» **To do**
Reproduce word for word the lines of the rows below, beginning at the line that has "Locate the fruit" and stopping after the line that has "x=119 y=275".
--
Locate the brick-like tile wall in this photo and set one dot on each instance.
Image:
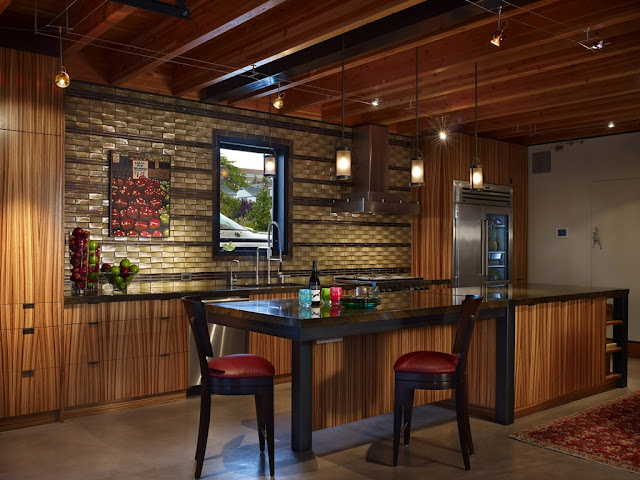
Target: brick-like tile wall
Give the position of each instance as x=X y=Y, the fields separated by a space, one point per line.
x=100 y=119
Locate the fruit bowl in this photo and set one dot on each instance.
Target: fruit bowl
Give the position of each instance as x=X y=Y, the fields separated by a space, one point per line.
x=119 y=275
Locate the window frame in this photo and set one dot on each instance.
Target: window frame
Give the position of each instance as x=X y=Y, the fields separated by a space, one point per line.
x=282 y=188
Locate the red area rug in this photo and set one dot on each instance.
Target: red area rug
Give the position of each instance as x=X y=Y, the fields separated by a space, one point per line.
x=608 y=433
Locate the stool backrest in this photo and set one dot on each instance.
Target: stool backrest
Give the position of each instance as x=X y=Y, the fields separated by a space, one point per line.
x=466 y=322
x=194 y=308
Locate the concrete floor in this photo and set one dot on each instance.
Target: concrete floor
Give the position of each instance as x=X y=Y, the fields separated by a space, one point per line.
x=158 y=443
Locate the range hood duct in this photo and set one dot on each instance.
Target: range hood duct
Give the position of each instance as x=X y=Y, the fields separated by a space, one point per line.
x=370 y=170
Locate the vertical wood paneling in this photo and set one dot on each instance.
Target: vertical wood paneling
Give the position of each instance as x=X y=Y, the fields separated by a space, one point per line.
x=29 y=100
x=432 y=230
x=31 y=194
x=559 y=349
x=30 y=351
x=354 y=379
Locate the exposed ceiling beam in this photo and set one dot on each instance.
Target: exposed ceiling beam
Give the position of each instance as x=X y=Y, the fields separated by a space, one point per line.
x=177 y=38
x=93 y=23
x=422 y=19
x=178 y=10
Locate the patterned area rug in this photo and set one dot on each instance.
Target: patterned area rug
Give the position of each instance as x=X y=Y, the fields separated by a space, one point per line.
x=608 y=433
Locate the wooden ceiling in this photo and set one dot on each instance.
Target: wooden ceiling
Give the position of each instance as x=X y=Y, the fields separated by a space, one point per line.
x=542 y=85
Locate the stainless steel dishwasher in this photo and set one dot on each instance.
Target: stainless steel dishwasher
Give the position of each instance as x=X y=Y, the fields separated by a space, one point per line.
x=224 y=341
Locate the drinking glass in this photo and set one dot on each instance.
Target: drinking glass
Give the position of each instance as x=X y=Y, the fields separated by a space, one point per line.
x=335 y=295
x=304 y=297
x=325 y=295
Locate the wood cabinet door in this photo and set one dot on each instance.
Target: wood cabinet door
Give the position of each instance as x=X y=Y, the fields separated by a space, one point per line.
x=31 y=391
x=83 y=343
x=31 y=203
x=30 y=349
x=84 y=383
x=30 y=315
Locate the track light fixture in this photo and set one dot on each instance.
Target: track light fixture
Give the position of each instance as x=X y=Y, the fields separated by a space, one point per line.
x=62 y=79
x=343 y=152
x=498 y=33
x=476 y=177
x=416 y=159
x=278 y=102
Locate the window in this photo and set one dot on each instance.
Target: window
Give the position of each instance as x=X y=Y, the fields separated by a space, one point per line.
x=247 y=201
--
» **Reply**
Locate the fruit bowl in this photo and set one dot on each instance.
Target: fruit bowl
Give the position of each instance as x=X y=Y, the fields separated by a space, one point per line.
x=119 y=275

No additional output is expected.